§ READING PASSAGE:
As a ten-year-old, it never occurred to me to beg God to keep my mother from dying. Death was beyond the boundaries of my cozy bed. God was only a concept, and my rote prayer was simply a long string of words I didn’t completely understand. I might as well have been reciting a verse from Lewis Carrol’s Jabberwocky.
“Beware the Jabberwock, my son!
The jaws that bite, the claws that catch!
Beware the Jubjub bird, and shun
The frumious Bandersnatch!”
This mention of the Jabberwocky wasn’t in my previous draft of my memoir. So why did it appear in my latest version? Perhaps because my church has been going though Ephesians chapter six which discusses spiritual warfare. My mind connected the spiritual battle that was going on for my mother’s life, and the future of my childhood with a poem that uses nonsense words to make its case for combating the ever-present evils of this world.
The child hero in the poem takes up a vorpal sword and strikes the fearsome Jabberwock with a snicker snack. The long time manxome foe is vanquished, and although Lewis Carroll uses words he made up, his meaning is clear, the beamish boy has slain our worst enemy, Satan himself. At least, that’s the way the author’s words resonate with this reader.
My point is to set our words free into the universe is a brave enterprise, never knowing how they will be received or what work they will do in another’s inner man.

§ TASK 1: Could you print the memoir passage word for word, starting at "As a ten-year-old, it" and ending at "Lewis Carrol’s Jabberwocky."?

§ TASK DATA:
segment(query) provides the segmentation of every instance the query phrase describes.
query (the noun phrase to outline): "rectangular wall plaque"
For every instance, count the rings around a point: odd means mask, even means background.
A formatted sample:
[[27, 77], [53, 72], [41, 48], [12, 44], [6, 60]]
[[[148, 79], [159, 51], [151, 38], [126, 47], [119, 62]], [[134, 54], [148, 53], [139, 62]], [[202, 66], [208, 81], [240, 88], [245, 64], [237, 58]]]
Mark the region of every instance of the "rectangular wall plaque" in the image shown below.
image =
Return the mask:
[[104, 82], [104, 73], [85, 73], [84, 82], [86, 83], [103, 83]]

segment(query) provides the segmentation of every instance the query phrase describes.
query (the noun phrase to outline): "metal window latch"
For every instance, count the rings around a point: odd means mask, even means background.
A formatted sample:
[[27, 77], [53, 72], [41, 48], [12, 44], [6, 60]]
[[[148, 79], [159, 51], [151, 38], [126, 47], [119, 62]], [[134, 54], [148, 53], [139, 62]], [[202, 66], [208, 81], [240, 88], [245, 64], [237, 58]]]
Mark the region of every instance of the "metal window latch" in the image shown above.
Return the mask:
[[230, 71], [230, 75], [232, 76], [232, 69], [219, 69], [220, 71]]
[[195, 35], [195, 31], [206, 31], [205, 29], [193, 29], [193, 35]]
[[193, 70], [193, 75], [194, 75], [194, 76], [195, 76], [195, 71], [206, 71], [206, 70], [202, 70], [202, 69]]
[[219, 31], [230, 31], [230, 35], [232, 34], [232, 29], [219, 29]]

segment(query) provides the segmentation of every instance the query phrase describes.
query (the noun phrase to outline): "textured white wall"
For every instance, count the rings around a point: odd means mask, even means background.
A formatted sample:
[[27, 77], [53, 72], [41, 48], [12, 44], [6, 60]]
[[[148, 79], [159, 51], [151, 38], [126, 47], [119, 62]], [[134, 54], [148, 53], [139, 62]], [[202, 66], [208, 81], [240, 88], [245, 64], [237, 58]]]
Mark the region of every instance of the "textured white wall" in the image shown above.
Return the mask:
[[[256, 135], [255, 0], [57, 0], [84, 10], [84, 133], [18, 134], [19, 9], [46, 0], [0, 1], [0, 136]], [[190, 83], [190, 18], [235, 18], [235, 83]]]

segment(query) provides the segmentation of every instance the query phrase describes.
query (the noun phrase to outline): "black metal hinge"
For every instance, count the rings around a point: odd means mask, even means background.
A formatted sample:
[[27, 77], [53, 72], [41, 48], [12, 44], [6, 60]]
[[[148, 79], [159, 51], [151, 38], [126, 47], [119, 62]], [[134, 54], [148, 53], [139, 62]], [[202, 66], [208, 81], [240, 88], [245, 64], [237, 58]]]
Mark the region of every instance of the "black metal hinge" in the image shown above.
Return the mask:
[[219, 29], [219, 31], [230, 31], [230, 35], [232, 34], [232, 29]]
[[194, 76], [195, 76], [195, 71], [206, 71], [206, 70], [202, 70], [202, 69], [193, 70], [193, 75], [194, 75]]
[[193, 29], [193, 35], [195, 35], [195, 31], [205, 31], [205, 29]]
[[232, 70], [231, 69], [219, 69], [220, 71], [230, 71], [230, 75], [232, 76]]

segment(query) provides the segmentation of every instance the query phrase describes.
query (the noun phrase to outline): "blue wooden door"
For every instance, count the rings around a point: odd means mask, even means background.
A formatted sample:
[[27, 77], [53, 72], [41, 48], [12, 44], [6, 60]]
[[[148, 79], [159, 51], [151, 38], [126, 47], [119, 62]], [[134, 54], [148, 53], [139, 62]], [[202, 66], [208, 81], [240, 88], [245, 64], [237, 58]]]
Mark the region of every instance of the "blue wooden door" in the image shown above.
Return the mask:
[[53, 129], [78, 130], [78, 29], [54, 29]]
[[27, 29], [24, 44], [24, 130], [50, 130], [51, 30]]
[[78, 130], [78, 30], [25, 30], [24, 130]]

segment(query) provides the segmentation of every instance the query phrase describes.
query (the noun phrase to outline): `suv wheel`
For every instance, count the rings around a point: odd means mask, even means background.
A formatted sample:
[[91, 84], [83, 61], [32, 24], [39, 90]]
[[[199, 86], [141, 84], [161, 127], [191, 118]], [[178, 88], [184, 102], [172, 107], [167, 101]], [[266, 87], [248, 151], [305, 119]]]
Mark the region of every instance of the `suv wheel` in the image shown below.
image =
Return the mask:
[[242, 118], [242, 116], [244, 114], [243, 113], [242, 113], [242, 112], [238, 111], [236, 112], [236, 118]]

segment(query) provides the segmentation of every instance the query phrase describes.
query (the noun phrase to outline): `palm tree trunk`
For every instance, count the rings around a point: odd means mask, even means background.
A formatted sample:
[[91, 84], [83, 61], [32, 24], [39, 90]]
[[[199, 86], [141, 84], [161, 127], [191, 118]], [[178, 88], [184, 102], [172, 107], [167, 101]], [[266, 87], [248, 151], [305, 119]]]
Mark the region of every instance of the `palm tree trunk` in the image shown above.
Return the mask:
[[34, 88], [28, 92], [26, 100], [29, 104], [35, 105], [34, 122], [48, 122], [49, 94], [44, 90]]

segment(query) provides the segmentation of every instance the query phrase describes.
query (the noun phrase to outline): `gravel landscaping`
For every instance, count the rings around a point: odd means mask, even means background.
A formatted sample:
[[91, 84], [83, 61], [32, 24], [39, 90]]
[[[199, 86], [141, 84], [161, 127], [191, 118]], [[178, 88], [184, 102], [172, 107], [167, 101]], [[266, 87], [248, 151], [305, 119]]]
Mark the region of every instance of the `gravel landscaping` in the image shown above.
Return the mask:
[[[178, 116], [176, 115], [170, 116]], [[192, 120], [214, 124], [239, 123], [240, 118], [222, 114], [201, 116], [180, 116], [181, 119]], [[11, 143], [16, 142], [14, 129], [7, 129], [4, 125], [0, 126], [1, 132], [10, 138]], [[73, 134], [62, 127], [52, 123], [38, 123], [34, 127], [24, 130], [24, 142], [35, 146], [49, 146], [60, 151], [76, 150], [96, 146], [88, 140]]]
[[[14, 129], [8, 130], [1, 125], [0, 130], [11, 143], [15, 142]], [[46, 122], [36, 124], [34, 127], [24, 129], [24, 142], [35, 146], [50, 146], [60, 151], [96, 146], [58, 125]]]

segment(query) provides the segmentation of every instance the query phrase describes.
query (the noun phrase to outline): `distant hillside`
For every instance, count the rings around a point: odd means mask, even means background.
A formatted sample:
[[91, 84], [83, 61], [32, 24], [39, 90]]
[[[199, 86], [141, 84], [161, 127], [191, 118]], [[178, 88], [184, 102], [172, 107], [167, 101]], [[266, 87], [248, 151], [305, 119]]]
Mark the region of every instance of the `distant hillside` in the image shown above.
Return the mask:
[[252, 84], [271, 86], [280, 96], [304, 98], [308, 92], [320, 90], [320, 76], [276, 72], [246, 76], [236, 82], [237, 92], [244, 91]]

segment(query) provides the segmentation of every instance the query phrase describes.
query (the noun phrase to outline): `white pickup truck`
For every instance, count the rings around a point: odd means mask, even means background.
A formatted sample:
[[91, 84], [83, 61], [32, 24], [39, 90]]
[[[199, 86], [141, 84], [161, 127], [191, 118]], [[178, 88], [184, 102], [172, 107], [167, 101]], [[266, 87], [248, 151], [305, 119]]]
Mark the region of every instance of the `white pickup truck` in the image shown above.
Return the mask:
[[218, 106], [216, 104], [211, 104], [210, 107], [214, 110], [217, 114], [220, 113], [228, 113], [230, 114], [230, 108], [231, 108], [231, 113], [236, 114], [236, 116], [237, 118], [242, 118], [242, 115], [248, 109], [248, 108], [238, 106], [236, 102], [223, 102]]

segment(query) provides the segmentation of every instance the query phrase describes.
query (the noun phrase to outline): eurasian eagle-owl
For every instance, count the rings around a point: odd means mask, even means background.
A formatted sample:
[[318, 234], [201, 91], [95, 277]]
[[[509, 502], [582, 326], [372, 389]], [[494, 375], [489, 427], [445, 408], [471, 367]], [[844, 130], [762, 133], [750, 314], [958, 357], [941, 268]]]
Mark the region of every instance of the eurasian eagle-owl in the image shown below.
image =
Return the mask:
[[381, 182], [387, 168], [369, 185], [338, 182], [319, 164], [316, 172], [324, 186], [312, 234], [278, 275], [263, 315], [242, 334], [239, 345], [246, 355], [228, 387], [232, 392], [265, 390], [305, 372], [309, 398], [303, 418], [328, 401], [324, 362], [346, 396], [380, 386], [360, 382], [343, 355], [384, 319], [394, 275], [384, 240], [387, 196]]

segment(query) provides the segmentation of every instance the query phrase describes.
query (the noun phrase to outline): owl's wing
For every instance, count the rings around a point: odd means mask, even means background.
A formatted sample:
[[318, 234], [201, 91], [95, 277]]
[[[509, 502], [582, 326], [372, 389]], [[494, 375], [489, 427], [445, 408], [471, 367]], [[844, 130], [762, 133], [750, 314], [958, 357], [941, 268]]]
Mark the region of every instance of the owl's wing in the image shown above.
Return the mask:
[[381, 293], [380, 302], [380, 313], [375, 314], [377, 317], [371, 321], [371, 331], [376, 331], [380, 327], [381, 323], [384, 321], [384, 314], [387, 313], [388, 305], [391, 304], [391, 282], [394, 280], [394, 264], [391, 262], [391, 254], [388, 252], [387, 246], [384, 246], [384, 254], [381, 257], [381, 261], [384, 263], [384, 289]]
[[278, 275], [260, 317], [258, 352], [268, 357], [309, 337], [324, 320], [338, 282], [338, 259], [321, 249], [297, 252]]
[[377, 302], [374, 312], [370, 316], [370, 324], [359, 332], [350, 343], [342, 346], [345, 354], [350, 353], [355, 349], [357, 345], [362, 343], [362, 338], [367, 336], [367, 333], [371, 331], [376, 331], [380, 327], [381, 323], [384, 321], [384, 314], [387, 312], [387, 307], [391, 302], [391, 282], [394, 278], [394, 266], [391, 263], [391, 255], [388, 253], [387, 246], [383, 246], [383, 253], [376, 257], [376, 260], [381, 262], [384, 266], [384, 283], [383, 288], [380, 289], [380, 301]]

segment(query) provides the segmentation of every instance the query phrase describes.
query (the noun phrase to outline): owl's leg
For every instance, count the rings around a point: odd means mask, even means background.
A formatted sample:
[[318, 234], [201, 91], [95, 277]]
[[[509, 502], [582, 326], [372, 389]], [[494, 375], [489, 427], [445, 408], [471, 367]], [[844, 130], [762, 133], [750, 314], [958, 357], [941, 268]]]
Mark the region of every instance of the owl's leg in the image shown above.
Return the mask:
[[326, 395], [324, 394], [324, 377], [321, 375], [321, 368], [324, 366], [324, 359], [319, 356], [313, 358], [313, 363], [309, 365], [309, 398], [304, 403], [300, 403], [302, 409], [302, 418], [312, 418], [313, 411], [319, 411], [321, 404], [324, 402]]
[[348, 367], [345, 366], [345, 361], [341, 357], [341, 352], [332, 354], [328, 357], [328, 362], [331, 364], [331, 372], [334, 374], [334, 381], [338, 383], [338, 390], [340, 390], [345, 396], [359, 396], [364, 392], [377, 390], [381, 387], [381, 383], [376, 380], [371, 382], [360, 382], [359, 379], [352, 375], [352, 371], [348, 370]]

§ TASK 2: Will you arrange the listing lines as a JSON list of strings, one string per line with blank lines omitted, starting at the first line of the listing and ending at the line that contains "83], [103, 83]]", with that line included?

§ EXERCISE ANSWER 1:
As a ten-year-old, it never occurred to me to beg God to keep my mother from dying. Death was beyond the boundaries of my cozy bed. God was only a concept, and my rote prayer was simply a long string of words I didn’t completely understand. I might as well have been reciting a verse from Lewis Carrol’s Jabberwocky.

§ EXERCISE ANSWER 2:
[
  "segment(query) provides the segmentation of every instance the query phrase describes.",
  "query (the noun phrase to outline): \"rectangular wall plaque\"",
  "For every instance, count the rings around a point: odd means mask, even means background.",
  "A formatted sample:",
  "[[27, 77], [53, 72], [41, 48], [12, 44], [6, 60]]",
  "[[[148, 79], [159, 51], [151, 38], [126, 47], [119, 62]], [[134, 54], [148, 53], [139, 62]], [[202, 66], [208, 81], [240, 88], [245, 64], [237, 58]]]",
  "Mark the region of every instance of the \"rectangular wall plaque\" in the image shown below.",
  "image =",
  "Return the mask:",
  "[[104, 82], [104, 73], [85, 73], [84, 82], [86, 83], [103, 83]]"
]